%%

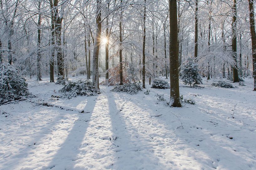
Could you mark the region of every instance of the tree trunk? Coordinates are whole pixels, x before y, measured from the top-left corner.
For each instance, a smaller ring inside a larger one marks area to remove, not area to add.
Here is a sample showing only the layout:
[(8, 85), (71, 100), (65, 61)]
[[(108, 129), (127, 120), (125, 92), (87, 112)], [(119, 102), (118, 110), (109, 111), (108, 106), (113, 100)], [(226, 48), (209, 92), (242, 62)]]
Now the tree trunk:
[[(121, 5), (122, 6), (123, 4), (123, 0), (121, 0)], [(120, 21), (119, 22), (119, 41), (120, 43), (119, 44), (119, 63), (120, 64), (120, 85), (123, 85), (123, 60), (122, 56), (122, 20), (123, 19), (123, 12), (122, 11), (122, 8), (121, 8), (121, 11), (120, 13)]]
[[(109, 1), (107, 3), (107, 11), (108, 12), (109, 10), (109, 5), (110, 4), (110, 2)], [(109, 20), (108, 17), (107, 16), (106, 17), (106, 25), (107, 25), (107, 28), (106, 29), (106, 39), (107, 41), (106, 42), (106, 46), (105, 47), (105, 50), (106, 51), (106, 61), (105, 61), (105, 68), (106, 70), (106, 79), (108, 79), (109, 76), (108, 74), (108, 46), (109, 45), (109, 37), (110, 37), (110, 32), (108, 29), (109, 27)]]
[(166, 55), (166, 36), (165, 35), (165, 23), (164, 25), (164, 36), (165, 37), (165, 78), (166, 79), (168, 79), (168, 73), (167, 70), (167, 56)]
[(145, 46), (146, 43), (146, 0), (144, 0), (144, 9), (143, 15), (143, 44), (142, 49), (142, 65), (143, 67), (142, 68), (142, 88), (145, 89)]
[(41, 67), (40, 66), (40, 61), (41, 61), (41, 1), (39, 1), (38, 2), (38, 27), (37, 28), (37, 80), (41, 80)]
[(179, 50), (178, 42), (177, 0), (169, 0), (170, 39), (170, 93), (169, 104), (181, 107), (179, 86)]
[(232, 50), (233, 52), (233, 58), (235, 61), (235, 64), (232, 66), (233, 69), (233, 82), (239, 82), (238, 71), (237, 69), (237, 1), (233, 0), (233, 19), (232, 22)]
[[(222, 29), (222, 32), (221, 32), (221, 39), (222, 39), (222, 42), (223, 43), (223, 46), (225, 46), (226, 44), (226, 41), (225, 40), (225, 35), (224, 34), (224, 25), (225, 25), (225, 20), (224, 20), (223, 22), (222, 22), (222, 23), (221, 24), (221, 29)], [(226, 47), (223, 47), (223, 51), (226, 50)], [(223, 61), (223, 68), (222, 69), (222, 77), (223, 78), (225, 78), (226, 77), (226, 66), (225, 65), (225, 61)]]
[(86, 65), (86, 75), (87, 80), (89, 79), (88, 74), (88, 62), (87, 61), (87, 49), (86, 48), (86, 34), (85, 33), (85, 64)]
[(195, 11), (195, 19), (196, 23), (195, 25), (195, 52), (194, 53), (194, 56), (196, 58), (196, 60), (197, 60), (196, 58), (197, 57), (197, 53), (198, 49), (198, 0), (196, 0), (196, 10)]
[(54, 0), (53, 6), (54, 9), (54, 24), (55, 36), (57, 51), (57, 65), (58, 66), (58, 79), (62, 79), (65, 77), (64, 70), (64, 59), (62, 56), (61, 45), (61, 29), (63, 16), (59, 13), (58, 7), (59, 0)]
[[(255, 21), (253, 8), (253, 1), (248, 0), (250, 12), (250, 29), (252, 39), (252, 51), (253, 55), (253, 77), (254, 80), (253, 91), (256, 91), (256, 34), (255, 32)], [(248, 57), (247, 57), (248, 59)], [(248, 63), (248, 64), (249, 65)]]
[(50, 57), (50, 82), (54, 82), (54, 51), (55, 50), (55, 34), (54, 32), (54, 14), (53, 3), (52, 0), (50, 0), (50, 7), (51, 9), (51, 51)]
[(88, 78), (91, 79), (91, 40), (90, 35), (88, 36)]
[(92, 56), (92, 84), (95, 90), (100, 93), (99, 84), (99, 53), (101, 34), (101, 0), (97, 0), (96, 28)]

%%

Requirements: Transcribe the whole listing above word for word, leaving out the picture.

Written solution:
Could you mark the region of every instance of the tree trunk? Coordinates are whole pixels, x before y, measured from the top-left corner.
For each instance, a smaller ring inside a larger one marks area to remove, not area to add.
Here is a sample showing only the layout:
[(8, 85), (71, 100), (65, 61)]
[[(108, 129), (127, 120), (125, 92), (87, 112)], [(119, 102), (118, 110), (109, 111), (108, 106), (113, 100)], [(226, 48), (209, 92), (242, 62)]]
Now the tree trunk:
[[(121, 5), (122, 6), (123, 4), (123, 0), (121, 0)], [(120, 21), (119, 22), (119, 41), (120, 43), (119, 44), (119, 63), (120, 64), (120, 85), (123, 85), (123, 60), (122, 56), (122, 20), (123, 19), (123, 12), (122, 11), (122, 8), (121, 8), (121, 11), (120, 13)]]
[[(109, 1), (107, 3), (107, 11), (108, 12), (109, 10), (109, 5), (110, 4), (110, 2)], [(109, 20), (108, 17), (107, 16), (106, 17), (106, 25), (107, 25), (107, 28), (106, 29), (106, 39), (107, 41), (106, 42), (106, 46), (105, 47), (105, 50), (106, 51), (106, 61), (105, 61), (105, 68), (106, 70), (106, 79), (108, 79), (109, 76), (108, 74), (108, 46), (109, 45), (109, 37), (110, 37), (110, 32), (108, 29), (109, 27)]]
[(166, 55), (166, 36), (165, 35), (165, 23), (164, 25), (164, 36), (165, 37), (165, 78), (166, 79), (168, 79), (168, 73), (167, 70), (167, 56)]
[(145, 46), (146, 43), (146, 0), (144, 0), (144, 9), (143, 15), (143, 44), (142, 49), (142, 65), (143, 67), (142, 68), (142, 88), (145, 89)]
[(41, 67), (40, 66), (40, 61), (41, 61), (41, 1), (39, 1), (38, 2), (38, 27), (37, 28), (37, 80), (41, 80)]
[(179, 50), (178, 42), (177, 0), (169, 0), (170, 39), (170, 93), (169, 104), (181, 107), (179, 86)]
[(232, 50), (233, 52), (233, 58), (235, 61), (235, 64), (232, 66), (233, 69), (233, 82), (239, 82), (238, 71), (237, 69), (237, 1), (233, 0), (233, 19), (232, 22)]
[[(222, 29), (222, 32), (221, 32), (221, 39), (222, 39), (222, 42), (223, 43), (223, 46), (225, 46), (226, 44), (226, 41), (225, 40), (225, 35), (224, 34), (224, 25), (225, 25), (225, 20), (224, 20), (223, 22), (222, 22), (222, 23), (221, 24), (221, 29)], [(226, 47), (223, 47), (223, 51), (226, 50)], [(223, 61), (223, 68), (222, 69), (222, 77), (223, 78), (225, 78), (226, 77), (226, 66), (225, 65), (225, 61)]]
[(86, 65), (86, 75), (87, 80), (89, 79), (88, 74), (88, 62), (87, 61), (87, 49), (86, 48), (86, 34), (85, 33), (85, 64)]
[(195, 11), (195, 19), (196, 23), (195, 25), (195, 52), (194, 53), (194, 56), (196, 58), (196, 60), (197, 60), (196, 58), (197, 57), (197, 53), (198, 49), (198, 0), (196, 0), (196, 10)]
[(54, 0), (53, 6), (54, 9), (54, 24), (55, 36), (57, 51), (57, 65), (58, 66), (58, 79), (62, 79), (65, 77), (64, 70), (64, 59), (62, 56), (61, 45), (61, 29), (63, 16), (59, 13), (58, 7), (59, 0)]
[[(255, 21), (253, 8), (253, 1), (248, 0), (250, 12), (250, 29), (252, 39), (252, 51), (253, 55), (253, 77), (254, 80), (253, 91), (256, 91), (256, 34), (255, 32)], [(248, 57), (247, 57), (248, 59)], [(248, 63), (248, 64), (249, 65)]]
[(50, 57), (50, 82), (54, 82), (54, 51), (55, 50), (55, 34), (54, 32), (54, 14), (53, 3), (52, 0), (50, 0), (50, 7), (51, 9), (51, 51)]
[(88, 78), (91, 79), (91, 40), (90, 35), (88, 36)]
[(92, 56), (92, 84), (95, 90), (100, 93), (99, 84), (99, 53), (101, 34), (101, 0), (97, 0), (96, 28)]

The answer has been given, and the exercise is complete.